*** PROVIDED INFORMATION Section Begins ***

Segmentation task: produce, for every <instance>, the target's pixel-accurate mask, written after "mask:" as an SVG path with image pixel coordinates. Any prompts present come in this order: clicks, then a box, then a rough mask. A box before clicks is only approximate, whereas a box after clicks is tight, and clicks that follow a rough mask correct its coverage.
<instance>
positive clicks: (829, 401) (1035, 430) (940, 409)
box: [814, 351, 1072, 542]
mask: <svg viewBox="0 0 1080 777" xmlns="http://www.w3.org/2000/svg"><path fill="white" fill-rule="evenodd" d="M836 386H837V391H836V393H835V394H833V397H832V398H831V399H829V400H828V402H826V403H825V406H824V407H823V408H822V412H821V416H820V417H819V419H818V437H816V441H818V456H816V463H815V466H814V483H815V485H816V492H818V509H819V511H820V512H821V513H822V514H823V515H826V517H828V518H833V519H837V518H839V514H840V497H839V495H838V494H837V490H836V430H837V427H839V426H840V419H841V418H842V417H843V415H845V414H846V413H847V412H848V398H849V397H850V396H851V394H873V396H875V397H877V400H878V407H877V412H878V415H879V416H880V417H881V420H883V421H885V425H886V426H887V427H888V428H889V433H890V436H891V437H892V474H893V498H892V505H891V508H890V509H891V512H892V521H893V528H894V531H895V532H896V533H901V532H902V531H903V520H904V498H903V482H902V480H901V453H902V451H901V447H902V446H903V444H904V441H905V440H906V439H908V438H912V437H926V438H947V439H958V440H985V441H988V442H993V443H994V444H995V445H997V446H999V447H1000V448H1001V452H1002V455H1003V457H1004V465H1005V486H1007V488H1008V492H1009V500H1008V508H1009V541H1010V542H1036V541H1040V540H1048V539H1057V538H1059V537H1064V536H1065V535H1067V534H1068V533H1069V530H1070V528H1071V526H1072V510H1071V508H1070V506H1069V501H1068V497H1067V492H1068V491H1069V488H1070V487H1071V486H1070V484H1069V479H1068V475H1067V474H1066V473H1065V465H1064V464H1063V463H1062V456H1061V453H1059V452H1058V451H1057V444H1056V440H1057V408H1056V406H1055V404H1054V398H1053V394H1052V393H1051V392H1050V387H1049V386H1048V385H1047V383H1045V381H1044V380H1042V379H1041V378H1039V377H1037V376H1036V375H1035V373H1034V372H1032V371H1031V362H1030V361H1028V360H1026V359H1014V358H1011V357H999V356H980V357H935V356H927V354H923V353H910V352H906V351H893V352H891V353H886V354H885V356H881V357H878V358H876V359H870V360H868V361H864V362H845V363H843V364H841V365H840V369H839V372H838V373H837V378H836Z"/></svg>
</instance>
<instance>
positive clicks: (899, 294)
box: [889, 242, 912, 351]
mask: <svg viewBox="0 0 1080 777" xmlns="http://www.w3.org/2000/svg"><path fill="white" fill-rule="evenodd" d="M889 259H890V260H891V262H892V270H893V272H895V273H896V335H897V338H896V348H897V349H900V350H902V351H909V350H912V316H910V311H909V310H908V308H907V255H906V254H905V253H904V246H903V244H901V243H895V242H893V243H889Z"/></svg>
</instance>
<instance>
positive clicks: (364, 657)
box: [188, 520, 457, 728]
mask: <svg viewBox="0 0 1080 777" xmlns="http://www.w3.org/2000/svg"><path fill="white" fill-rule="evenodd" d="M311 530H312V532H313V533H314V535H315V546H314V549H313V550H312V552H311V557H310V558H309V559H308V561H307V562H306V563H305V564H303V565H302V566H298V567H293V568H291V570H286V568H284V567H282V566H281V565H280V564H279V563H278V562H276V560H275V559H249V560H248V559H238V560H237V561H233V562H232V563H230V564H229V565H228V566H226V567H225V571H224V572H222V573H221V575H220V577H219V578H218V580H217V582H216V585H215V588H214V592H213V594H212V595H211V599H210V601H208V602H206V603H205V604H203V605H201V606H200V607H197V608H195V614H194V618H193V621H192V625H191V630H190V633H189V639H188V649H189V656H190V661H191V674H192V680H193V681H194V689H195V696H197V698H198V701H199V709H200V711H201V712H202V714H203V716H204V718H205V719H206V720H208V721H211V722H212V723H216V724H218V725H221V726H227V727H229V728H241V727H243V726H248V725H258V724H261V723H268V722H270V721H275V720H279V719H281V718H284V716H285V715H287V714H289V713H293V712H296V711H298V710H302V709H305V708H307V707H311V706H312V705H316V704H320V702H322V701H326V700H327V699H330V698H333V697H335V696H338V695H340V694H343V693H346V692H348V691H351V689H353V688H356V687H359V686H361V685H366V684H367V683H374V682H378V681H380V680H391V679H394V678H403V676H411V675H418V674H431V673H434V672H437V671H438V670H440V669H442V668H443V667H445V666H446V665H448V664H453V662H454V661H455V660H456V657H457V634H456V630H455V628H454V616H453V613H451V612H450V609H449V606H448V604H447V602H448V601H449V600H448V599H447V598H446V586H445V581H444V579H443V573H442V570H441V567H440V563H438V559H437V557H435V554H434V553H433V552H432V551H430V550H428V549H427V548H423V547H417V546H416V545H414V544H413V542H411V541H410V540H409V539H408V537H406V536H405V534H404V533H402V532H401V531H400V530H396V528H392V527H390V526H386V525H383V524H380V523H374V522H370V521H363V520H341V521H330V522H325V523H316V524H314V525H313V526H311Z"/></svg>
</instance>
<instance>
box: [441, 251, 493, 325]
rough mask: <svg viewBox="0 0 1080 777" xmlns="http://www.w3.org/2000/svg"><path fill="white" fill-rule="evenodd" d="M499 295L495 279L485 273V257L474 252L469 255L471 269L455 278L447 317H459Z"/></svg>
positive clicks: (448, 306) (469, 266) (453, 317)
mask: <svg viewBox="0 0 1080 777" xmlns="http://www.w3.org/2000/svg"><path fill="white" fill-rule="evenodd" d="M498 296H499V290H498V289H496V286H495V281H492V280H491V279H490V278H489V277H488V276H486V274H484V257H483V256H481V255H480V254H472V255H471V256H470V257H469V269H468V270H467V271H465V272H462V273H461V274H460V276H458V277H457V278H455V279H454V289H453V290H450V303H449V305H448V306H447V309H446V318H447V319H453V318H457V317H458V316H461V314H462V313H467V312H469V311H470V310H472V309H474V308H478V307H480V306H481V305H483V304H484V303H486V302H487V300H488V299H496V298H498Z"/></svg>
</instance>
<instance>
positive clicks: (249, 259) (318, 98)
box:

*** PROVIDED INFORMATION Section Ends ***

Report all lines above with "rough".

→ RESULT:
Segmentation task: produce, for every <instance>, the target's pixel-accurate mask, written after "mask:" as an SVG path with image pixel coordinates. Any prompts present come in this order: clicks, then a box, then a rough mask. A box before clicks is only approximate, whereas a box after clicks is tight, and clicks that follow a rough mask correct its coverage.
rough mask: <svg viewBox="0 0 1080 777" xmlns="http://www.w3.org/2000/svg"><path fill="white" fill-rule="evenodd" d="M499 295L495 279L485 273V257L474 252L469 255L471 269L455 278L447 317H459Z"/></svg>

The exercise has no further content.